[Extracted data entries]
□ □ □ □ □

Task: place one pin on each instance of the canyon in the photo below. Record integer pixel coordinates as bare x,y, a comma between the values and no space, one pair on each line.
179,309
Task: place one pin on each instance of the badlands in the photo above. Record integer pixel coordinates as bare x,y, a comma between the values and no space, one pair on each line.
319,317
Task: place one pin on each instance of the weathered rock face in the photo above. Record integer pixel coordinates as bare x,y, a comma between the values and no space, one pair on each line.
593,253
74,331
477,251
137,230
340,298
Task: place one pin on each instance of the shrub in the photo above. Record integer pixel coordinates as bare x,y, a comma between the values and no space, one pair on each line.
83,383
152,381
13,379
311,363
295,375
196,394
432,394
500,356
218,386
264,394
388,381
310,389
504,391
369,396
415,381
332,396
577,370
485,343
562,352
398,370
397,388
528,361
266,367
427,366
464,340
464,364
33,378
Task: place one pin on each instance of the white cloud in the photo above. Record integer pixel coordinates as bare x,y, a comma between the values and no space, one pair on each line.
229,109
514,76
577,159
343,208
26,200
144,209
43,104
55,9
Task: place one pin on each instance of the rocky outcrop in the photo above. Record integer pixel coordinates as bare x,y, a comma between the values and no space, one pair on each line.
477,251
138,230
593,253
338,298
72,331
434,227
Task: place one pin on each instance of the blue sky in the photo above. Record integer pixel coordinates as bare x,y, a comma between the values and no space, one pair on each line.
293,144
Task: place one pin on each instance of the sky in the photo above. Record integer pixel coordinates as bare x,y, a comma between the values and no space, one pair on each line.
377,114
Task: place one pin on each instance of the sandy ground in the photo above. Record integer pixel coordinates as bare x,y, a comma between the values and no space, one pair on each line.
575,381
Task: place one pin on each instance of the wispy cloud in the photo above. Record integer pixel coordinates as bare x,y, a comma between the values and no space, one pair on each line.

□ □ □ □ □

- **What you are asked to do**: From the line with "Task: place one pin on each instance of the blue" to the last line of the material, give every line again exactly, and only those lines.

- **Worked solution**:
Task: place one pin on each instance of the blue sky in the photo above. Record integer pixel coordinates as bare x,y, a comma between the values and no space, one pair on each line.
293,144
Task: place one pin on each instance of the sky in the photo above. Record integer pixel coordinates as bare x,y, a comma between the values and no space, one pair on each line.
377,114
Task: place one pin on each instance of the sandy ground in the photo above. Record integer pixel coordinates as bare x,y, a comma between the values and no space, one pair on each line.
575,381
Task: place one pin on each instance of the wispy cloud in the photo above. Record integer pixel coordinates as bare x,y, a comma between the values and no space, one pair on each line.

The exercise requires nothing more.